Необходимо подхватить падающую волну общественного возбуждения, направив
внимание широких оппозиционных кругов на то колоссальное предприятие, во
главе которого пойдет пролетариат - на всенародную революцию.
Передовой отряд должен будить все слои общества, появляться здесь и там,
ставить ребром вопросы политической борьбы, звать, обличать, срывать маску
с лицемеров демократии, сшибать лбами демократов с цензовыми либералами,
будить, звать, обличать, требовать ответа на вопрос "что дальше?", снова и
снова не давать отступления, доводить легальных либералов до признания
собственного бессилия, отрывать от них демократические элементы и толкать
эти последние на путь революции. Совершать эту работу - значит стягивать
нити сочувствия всех демократических элементов оппозиции к революционной
кампании пролетариата.
Необходимо сделать все, чтобы привлечь внимание и симпатии городского
мещанства к выступлению рабочих. Во время прошлых массовых выступлений
пролетариата, например, всеобщих стачек 1903 года*58, в этом отношении
почти ничего не делалось, - и это было одним из самых слабых мест
подготовительной работы. В населении нередко циркулировали, как
свидетельствуют корреспонденты, самые бессмысленные слухи о намерениях
забастовщиков. Обыватели ждут нападения на свои квартиры, лавочники -
расхищения лавок, евреи - погромов. Этого не должно быть. Политическая
стачка, как единоборство городского пролетариата с полицией и войсками при
враждебности или хотя бы только пассивности всего остального населения,
означала бы для нас неизбежный крах.
Отчужденность населения прежде всего скажется на самочувствии пролетариата,
а затем и на настроении войск. Поведение властей будет несравненно более
решительным. Генералы напомнят офицерам, а офицеры солдатам драгомировские
слова: "Ружье дается для меткой стрельбы, и никто не имеет права тратить
пули по пустякам".
Этого не должно быть. Партия должна создать вокруг пролетарского ядра
нравственный панцырь из симпатий всего населения и материальный панцырь из
вспомогательных непролетарских отрядов. Чем больше понимания в населении
смысла революционной стачки, тем больше к ней симпатий. Чем больше
симпатий, тем выше число участников даже из среды "общества". Чем выше это
число, тем ниже решимость властей прибегать к беспощадному кровопусканию:
кому же неизвестно, что кровь революционного пролетариата имеет гораздо
меньший удельный вес, чем кровь оппозиционного "общества"?

----------

ЗАДАНИЕ 1
Представьте в виде таблицы Markdown со столбцами «Номер» и «Строка» строки, приведённые ниже, от строки с «of the star» до строки с «point(356, 299)» включительно. Пустые строки в таблицу не включайте.

----------

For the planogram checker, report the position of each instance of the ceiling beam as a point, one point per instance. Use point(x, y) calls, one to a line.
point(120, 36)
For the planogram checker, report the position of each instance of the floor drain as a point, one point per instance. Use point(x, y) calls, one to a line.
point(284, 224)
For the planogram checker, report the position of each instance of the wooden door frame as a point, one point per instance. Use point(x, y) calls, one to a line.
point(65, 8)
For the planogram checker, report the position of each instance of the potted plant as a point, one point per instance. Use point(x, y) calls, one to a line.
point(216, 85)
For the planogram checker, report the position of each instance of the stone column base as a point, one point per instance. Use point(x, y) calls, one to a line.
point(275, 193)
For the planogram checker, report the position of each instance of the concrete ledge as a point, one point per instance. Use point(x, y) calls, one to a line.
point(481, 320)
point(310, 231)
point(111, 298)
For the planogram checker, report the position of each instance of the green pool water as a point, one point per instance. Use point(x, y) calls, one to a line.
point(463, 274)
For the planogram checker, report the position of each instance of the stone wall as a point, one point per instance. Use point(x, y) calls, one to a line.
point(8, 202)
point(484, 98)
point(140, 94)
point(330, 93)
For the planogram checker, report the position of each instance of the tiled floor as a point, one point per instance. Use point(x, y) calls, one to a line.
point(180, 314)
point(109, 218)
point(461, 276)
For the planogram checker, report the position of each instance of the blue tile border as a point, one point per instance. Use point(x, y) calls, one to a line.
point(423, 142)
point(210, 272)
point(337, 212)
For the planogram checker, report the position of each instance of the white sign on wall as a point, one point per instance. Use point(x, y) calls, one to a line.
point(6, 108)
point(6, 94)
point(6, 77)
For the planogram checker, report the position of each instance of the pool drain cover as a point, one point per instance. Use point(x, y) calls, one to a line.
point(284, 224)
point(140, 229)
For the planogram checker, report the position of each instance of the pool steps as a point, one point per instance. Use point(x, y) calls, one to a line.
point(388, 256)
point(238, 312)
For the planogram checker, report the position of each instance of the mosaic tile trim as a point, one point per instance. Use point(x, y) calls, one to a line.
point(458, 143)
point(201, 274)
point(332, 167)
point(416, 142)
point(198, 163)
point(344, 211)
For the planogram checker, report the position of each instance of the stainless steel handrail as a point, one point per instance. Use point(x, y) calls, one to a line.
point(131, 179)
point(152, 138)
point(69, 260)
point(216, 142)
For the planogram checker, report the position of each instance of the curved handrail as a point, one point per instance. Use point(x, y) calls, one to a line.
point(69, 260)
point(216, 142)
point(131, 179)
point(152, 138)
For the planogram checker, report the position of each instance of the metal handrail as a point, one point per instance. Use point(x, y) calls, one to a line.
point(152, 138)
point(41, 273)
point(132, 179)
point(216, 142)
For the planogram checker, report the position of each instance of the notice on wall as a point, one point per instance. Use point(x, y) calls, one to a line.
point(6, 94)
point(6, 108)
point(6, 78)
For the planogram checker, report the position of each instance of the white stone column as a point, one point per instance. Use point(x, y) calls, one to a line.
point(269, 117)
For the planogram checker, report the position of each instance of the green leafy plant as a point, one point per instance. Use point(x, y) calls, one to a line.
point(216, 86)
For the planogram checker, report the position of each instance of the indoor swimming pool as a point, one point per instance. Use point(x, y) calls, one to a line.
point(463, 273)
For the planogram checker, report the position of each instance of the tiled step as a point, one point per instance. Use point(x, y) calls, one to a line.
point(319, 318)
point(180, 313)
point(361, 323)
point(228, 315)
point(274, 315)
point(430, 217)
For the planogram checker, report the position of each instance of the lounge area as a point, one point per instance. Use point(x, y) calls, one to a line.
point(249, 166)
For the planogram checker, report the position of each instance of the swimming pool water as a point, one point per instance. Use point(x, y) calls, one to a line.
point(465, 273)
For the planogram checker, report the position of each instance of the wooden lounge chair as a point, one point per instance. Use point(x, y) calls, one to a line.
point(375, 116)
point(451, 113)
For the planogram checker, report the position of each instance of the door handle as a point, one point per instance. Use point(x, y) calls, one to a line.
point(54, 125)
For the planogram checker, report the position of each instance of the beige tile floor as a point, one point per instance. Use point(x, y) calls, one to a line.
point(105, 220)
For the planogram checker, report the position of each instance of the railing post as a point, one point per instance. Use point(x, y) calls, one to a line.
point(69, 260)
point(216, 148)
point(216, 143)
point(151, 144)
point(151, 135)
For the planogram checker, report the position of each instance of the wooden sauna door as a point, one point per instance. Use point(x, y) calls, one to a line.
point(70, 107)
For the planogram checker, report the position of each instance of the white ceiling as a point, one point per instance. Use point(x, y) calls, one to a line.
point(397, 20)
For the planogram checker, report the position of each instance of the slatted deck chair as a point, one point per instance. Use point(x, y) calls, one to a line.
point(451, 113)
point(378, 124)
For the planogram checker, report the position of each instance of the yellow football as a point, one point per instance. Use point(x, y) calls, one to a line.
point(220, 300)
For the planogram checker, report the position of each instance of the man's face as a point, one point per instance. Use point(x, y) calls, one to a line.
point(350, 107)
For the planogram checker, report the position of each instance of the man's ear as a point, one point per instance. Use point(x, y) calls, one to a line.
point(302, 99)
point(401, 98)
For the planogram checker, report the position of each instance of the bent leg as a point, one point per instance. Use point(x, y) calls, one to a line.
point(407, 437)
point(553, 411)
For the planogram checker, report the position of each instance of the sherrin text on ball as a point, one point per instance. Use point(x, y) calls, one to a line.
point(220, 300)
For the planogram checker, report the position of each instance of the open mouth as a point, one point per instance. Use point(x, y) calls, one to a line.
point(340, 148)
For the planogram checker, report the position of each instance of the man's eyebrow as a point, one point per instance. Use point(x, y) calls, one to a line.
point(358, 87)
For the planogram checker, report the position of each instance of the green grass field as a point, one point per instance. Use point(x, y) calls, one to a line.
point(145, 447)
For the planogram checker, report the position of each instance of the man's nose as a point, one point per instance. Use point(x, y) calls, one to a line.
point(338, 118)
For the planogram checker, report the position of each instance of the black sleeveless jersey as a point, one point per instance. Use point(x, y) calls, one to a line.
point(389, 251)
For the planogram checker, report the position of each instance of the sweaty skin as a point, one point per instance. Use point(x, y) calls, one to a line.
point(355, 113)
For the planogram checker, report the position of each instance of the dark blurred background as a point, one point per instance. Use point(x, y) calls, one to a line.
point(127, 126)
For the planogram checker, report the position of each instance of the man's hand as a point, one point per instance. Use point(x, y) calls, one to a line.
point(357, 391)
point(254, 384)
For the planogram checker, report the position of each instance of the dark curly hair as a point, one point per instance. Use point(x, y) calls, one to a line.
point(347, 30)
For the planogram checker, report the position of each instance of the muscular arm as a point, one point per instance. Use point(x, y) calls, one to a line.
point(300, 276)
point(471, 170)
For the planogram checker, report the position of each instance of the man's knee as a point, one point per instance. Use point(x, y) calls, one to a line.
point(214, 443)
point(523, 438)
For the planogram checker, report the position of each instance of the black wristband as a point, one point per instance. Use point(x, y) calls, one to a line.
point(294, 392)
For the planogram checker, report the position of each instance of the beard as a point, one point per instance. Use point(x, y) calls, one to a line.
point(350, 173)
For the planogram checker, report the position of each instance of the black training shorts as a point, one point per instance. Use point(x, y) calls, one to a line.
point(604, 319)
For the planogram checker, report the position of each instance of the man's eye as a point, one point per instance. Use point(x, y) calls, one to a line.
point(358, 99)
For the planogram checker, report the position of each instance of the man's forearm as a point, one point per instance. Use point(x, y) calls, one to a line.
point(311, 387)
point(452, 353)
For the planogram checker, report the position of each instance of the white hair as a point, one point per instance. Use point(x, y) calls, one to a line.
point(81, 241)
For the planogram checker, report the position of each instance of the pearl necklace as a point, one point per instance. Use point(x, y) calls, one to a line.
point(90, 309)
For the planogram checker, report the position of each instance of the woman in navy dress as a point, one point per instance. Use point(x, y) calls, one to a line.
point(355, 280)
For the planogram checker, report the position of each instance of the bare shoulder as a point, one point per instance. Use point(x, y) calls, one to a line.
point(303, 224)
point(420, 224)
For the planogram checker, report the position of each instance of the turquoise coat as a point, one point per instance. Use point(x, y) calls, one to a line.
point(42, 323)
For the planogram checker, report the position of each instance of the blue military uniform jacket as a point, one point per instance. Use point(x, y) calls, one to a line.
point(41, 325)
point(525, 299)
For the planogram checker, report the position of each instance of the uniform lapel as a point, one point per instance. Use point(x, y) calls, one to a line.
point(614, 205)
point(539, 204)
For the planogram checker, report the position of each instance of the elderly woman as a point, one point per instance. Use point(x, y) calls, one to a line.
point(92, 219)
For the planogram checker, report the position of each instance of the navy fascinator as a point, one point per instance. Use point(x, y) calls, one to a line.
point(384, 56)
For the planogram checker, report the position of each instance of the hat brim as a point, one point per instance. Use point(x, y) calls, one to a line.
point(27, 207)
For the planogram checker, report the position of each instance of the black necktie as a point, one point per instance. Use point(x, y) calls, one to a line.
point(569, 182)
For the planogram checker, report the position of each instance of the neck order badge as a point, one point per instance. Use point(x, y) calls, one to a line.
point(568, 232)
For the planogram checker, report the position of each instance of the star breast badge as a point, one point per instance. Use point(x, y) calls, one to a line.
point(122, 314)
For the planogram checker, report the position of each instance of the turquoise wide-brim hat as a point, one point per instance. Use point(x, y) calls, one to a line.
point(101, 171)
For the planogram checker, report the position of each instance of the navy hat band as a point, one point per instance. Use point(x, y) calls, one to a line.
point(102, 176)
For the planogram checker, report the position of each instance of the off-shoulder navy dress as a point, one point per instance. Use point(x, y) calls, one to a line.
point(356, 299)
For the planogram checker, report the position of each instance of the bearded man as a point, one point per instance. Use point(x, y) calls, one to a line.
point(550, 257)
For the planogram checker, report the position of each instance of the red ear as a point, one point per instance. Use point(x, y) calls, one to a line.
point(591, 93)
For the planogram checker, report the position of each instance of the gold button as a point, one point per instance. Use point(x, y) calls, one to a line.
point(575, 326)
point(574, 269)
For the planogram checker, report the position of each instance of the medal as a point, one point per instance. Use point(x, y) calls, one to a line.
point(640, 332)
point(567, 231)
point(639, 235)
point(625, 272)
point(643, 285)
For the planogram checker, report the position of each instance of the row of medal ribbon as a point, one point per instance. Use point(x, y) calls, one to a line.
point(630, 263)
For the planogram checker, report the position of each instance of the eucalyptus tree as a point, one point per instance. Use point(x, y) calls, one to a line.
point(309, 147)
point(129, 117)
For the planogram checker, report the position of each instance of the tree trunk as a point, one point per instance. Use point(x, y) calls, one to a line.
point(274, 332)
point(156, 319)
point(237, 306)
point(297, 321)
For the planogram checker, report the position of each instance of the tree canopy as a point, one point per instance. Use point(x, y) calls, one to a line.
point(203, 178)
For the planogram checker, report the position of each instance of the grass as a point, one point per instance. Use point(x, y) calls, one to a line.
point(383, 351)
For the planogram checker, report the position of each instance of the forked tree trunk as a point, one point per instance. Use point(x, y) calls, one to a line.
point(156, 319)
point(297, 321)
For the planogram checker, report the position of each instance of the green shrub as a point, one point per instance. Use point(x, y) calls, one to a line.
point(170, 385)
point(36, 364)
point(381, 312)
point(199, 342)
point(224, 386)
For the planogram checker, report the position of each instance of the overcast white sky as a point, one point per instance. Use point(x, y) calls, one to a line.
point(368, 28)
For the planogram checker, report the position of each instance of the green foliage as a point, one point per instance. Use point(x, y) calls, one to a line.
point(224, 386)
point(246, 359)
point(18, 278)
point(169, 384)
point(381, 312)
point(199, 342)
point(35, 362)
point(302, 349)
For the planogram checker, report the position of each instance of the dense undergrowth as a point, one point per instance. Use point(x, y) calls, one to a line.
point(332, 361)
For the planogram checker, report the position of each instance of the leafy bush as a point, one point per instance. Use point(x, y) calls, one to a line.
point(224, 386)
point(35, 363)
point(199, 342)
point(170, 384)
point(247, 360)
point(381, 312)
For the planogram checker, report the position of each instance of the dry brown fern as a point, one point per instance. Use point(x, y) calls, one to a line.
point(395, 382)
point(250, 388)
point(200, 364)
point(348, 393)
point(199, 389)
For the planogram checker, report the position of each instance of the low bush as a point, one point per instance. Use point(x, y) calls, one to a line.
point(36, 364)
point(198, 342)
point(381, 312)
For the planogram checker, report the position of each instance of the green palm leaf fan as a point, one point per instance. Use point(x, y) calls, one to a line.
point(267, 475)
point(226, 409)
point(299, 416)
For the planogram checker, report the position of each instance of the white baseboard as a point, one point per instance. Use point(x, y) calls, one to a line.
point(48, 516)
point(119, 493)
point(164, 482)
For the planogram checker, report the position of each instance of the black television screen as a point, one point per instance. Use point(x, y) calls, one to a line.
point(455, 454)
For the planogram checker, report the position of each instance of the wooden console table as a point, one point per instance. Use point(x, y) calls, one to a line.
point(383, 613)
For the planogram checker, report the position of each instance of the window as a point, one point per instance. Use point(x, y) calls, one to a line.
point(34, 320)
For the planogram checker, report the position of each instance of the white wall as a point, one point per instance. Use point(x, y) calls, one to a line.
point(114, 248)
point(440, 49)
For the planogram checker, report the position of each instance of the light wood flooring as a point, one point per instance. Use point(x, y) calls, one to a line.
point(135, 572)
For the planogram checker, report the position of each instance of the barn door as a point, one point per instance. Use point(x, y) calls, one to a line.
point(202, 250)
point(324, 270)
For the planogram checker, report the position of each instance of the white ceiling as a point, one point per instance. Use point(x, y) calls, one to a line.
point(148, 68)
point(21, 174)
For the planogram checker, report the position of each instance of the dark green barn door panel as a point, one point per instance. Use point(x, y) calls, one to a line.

----------

ЗАДАНИЕ 2
Напишите продолжение отрывка о подготовке политической стачки пролетариата, начав сразу после его последнего предложения.

РЕЗУЛЬТАТ 1
| Номер | Строка |
|---|---|
| 1 | For the planogram checker, report the position of each instance of the star breast badge as a point, one point per instance. Use point(x, y) calls, one to a line. |
| 2 | point(122, 314) |
| 3 | For the planogram checker, report the position of each instance of the turquoise wide-brim hat as a point, one point per instance. Use point(x, y) calls, one to a line. |
| 4 | point(101, 171) |
| 5 | For the planogram checker, report the position of each instance of the navy hat band as a point, one point per instance. Use point(x, y) calls, one to a line. |
| 6 | point(102, 176) |
| 7 | For the planogram checker, report the position of each instance of the off-shoulder navy dress as a point, one point per instance. Use point(x, y) calls, one to a line. |
| 8 | point(356, 299) |

РЕЗУЛЬТАТ 2
Итак, для успеха политической стачки пролетариата необходимо, чтобы она
превратилась в революционную демонстрацию населения.
Второе важное условие - настроение армии. Недовольство в войсках, смутное
сочувствие к "бунтующим" есть несомненный факт. Нет никакого сомнения, что
лишь небольшую долю этого сочувствия можно отнести непосредственно на счет
нашей агитации в войсках. Большая доля сделана самой практикой столкновений
армии с протестующими массами. Решительно все корреспонденции, описывающие
сражения царских войск с безоружным народом, устанавливают тот факт, что
громадное большинство солдат тяготится ролью палача. По живой цели стреляют
лишь безнадежные идиоты или безнадежные подлецы. Средняя масса солдат
стреляет вверх. По этому поводу можно сказать одно: было бы
противоестественно, если бы это было иначе. Во время всеобщей стачки в
Киеве*59, когда в Бессарабском полку был получен приказ итти на Подол, -
командир полка ответил, что он не ручается за настроение своих солдат.
Тогда был послан приказ в Херсонский полк, но и там не оказалось ни одной
полуроты, которая целиком удовлетворяла бы требованиям начальства.
Киев не представляет в этом смысле исключения.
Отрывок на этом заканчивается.